**INSTRUCTIONS FOR THE TASK**:
Return the lines of the data below unchanged, from the line with "Where can the wine glass with" up to and including the line with "pixel 486 262".

Location identification data:
==*==
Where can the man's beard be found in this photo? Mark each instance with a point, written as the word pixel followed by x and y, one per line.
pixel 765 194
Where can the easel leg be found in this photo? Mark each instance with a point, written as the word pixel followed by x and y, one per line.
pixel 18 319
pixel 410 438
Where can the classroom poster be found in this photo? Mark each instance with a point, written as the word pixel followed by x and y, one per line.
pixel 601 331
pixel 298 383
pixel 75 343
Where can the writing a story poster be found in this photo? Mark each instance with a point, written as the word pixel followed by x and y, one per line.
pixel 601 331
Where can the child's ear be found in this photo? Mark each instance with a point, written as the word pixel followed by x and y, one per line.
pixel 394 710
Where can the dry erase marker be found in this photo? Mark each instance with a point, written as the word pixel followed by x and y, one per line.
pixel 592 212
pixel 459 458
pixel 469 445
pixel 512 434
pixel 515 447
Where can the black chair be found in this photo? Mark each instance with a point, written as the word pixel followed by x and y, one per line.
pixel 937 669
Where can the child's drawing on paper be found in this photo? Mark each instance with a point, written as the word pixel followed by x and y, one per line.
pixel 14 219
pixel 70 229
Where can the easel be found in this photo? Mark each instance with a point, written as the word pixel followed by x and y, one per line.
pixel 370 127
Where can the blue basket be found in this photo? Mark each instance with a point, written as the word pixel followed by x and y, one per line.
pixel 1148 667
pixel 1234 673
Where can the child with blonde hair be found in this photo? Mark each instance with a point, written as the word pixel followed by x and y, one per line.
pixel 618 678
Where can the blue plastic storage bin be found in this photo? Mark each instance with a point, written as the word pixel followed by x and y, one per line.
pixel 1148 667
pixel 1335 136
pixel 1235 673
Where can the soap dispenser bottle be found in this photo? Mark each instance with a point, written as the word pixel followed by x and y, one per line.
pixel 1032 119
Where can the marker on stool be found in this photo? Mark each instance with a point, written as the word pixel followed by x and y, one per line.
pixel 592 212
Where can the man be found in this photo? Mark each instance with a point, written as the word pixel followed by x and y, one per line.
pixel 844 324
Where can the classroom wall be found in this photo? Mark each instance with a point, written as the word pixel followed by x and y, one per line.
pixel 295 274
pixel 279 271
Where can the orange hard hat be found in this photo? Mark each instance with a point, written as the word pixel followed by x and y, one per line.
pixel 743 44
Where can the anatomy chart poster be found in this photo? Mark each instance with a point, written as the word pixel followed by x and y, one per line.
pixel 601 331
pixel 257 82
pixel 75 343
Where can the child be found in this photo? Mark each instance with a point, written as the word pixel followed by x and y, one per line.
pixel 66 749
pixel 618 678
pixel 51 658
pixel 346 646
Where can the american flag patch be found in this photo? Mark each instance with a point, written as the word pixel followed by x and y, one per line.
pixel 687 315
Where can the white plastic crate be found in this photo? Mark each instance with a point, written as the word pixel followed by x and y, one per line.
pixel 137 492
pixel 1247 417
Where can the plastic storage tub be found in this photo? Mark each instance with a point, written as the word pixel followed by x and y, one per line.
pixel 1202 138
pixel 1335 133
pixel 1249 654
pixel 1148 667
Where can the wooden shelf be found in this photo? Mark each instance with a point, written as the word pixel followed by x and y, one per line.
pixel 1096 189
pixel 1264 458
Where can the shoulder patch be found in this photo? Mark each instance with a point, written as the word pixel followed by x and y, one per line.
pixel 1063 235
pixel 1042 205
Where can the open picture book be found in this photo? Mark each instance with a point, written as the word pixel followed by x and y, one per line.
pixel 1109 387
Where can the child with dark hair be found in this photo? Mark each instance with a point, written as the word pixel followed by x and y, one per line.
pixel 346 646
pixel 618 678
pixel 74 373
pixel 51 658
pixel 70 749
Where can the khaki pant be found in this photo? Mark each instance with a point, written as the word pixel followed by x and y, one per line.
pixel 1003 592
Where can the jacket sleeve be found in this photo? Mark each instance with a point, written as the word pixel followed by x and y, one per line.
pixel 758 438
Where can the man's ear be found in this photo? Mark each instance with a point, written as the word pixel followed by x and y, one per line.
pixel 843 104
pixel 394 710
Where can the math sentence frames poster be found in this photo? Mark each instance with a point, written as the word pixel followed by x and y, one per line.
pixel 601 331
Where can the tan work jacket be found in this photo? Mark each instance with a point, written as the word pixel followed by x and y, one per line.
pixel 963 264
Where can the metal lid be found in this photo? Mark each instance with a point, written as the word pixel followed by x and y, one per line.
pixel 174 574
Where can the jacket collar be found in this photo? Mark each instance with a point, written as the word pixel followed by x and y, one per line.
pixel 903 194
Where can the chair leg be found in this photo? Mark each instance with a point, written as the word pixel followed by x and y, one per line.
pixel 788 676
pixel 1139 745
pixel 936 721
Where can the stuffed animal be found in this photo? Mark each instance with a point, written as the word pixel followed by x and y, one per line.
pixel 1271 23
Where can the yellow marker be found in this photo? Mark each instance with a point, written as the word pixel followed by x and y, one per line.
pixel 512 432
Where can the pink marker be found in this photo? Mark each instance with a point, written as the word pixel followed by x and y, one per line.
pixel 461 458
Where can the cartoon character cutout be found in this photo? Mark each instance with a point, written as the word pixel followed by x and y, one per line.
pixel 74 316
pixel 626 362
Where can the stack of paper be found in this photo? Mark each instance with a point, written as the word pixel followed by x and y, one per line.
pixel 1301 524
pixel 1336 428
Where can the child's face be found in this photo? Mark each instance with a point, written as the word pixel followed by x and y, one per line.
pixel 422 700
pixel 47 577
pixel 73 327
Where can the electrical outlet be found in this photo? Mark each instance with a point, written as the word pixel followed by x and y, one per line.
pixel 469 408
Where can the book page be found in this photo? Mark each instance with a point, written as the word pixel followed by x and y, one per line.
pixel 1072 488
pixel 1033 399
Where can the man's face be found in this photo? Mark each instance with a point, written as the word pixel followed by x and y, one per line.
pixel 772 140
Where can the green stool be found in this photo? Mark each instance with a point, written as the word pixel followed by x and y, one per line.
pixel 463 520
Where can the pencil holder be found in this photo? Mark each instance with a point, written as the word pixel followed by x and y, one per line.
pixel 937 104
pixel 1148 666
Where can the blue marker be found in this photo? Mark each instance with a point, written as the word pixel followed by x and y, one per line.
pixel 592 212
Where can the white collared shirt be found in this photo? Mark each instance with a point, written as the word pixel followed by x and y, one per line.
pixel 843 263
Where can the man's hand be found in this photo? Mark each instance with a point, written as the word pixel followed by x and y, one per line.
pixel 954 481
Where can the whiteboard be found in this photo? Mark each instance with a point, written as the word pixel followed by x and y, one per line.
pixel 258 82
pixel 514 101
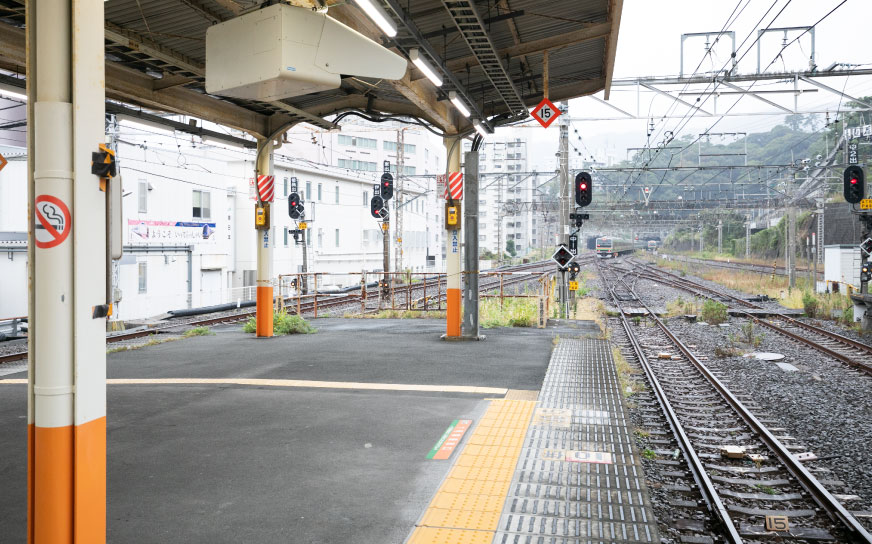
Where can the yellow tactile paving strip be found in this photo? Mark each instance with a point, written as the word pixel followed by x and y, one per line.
pixel 466 509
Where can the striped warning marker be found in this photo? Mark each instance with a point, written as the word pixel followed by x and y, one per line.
pixel 454 187
pixel 266 188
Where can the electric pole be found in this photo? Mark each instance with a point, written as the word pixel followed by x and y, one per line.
pixel 563 176
pixel 398 204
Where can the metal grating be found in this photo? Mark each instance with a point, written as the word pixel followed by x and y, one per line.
pixel 469 24
pixel 580 409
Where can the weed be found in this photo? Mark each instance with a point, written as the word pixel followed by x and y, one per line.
pixel 649 454
pixel 283 323
pixel 514 312
pixel 727 351
pixel 198 331
pixel 748 335
pixel 809 304
pixel 713 312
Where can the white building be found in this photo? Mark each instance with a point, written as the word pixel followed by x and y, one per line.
pixel 189 237
pixel 505 184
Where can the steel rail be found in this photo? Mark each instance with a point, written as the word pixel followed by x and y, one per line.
pixel 713 501
pixel 819 493
pixel 696 288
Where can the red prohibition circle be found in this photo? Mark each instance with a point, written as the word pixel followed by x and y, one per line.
pixel 57 236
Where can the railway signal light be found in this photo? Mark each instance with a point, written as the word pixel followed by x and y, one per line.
pixel 855 184
pixel 387 186
pixel 574 269
pixel 562 257
pixel 295 207
pixel 377 206
pixel 583 189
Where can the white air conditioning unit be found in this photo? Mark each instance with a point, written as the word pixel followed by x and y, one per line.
pixel 283 51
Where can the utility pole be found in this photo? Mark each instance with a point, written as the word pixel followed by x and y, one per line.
pixel 305 282
pixel 791 246
pixel 563 176
pixel 398 204
pixel 470 326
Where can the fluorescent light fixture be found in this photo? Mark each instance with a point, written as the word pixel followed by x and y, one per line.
pixel 146 125
pixel 479 127
pixel 379 16
pixel 15 93
pixel 458 103
pixel 208 139
pixel 425 68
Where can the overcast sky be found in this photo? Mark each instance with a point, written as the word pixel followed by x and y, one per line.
pixel 649 45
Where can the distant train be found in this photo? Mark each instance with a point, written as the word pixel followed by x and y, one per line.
pixel 608 247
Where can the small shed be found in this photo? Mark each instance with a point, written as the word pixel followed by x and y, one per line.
pixel 842 267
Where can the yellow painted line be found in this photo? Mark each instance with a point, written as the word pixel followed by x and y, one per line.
pixel 298 383
pixel 466 509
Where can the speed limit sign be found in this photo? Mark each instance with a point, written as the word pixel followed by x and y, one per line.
pixel 546 112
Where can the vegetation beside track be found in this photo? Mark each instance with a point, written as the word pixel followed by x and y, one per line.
pixel 283 324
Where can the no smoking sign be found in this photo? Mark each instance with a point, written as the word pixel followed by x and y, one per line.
pixel 53 221
pixel 546 112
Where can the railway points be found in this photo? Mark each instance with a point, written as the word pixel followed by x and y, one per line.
pixel 184 358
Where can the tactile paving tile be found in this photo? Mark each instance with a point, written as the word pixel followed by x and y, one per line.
pixel 554 498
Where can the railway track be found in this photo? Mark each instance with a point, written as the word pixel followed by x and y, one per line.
pixel 747 476
pixel 842 348
pixel 306 308
pixel 749 267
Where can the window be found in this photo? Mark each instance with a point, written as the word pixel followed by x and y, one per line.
pixel 392 146
pixel 143 278
pixel 367 143
pixel 143 196
pixel 201 207
pixel 366 166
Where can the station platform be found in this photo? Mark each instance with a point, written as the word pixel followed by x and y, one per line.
pixel 336 437
pixel 559 469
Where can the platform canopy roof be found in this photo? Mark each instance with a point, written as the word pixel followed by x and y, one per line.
pixel 155 58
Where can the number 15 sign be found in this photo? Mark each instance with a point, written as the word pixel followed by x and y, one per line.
pixel 546 112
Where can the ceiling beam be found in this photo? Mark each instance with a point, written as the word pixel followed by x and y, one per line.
pixel 134 87
pixel 140 43
pixel 419 94
pixel 615 9
pixel 588 33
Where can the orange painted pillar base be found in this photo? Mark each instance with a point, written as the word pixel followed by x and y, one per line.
pixel 67 483
pixel 453 313
pixel 264 318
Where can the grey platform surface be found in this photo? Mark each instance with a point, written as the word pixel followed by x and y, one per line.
pixel 227 463
pixel 579 413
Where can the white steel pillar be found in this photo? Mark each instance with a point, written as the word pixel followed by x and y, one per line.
pixel 453 270
pixel 263 167
pixel 67 273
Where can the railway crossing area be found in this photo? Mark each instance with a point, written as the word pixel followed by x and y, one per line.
pixel 227 438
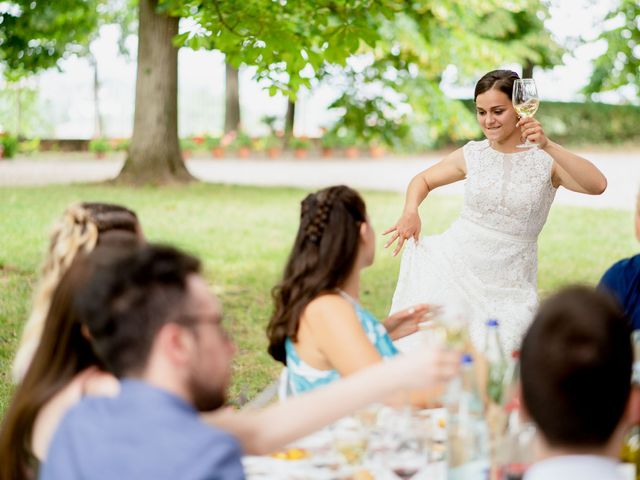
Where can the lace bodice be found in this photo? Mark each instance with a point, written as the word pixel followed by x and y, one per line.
pixel 508 192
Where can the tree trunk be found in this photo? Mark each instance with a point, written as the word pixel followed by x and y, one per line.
pixel 290 119
pixel 154 155
pixel 232 100
pixel 18 112
pixel 98 130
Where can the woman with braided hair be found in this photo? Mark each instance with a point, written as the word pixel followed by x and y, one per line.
pixel 318 329
pixel 78 231
pixel 55 364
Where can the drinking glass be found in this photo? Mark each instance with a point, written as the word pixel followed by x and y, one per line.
pixel 446 326
pixel 350 438
pixel 409 450
pixel 525 102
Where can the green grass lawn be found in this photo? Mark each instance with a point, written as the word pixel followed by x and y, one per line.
pixel 243 236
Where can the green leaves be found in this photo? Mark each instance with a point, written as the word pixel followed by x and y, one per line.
pixel 619 66
pixel 36 34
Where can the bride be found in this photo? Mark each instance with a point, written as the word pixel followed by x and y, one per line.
pixel 486 263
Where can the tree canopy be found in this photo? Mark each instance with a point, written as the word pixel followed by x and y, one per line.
pixel 35 34
pixel 619 65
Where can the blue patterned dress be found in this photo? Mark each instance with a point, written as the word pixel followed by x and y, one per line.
pixel 300 377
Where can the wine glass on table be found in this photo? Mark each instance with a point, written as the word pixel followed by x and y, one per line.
pixel 409 452
pixel 525 102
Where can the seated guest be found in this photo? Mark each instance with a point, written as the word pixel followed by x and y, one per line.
pixel 576 363
pixel 64 367
pixel 622 280
pixel 78 231
pixel 157 327
pixel 319 329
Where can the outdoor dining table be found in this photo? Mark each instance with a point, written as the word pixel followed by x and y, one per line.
pixel 315 458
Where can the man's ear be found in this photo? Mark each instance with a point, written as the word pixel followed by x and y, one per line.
pixel 84 330
pixel 176 342
pixel 364 230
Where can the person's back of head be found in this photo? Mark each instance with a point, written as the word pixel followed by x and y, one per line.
pixel 81 228
pixel 576 362
pixel 323 255
pixel 125 305
pixel 63 352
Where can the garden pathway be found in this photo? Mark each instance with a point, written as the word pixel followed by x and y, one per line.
pixel 389 173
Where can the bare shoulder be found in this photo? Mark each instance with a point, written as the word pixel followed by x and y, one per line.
pixel 456 158
pixel 329 307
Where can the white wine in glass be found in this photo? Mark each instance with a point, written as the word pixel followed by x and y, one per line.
pixel 525 102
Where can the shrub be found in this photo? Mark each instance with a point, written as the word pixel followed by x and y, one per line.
pixel 9 145
pixel 29 146
pixel 242 140
pixel 99 145
pixel 299 143
pixel 211 142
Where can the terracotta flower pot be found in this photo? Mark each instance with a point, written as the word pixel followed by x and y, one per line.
pixel 351 152
pixel 300 153
pixel 327 152
pixel 273 152
pixel 376 152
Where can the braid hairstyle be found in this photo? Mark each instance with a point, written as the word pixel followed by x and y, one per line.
pixel 77 232
pixel 323 255
pixel 63 352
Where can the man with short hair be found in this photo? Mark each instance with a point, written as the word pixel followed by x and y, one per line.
pixel 157 328
pixel 576 362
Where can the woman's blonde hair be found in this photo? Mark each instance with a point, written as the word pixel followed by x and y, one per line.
pixel 78 231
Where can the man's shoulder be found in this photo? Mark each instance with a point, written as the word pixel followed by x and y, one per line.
pixel 620 270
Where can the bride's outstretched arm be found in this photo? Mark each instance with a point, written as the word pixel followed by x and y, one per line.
pixel 448 170
pixel 571 171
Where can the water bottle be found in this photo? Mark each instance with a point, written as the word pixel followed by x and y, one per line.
pixel 496 363
pixel 630 455
pixel 467 428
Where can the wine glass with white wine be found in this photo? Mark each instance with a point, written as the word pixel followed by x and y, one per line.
pixel 525 101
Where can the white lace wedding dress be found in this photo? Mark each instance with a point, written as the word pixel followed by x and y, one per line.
pixel 486 262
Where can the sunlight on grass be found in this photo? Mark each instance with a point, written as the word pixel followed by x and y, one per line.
pixel 243 236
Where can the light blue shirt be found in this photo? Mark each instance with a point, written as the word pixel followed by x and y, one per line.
pixel 143 433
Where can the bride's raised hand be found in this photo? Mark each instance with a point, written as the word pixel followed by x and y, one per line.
pixel 532 131
pixel 409 225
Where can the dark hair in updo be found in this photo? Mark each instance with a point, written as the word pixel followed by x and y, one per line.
pixel 323 255
pixel 502 80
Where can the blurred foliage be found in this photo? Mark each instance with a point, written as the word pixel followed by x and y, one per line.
pixel 620 64
pixel 588 123
pixel 29 147
pixel 396 97
pixel 21 110
pixel 9 145
pixel 99 145
pixel 35 34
==*==
**ANSWER FOR THIS EXERCISE**:
Where can the wine glass with white wine be found in this photo? Mark each instance with a point, written as the word pixel followed by x and y, one per line.
pixel 525 101
Where can the white lace wedding dress be found in this photo? Mark each instance with a point, written as the word pixel followed by x and y, one per line.
pixel 486 262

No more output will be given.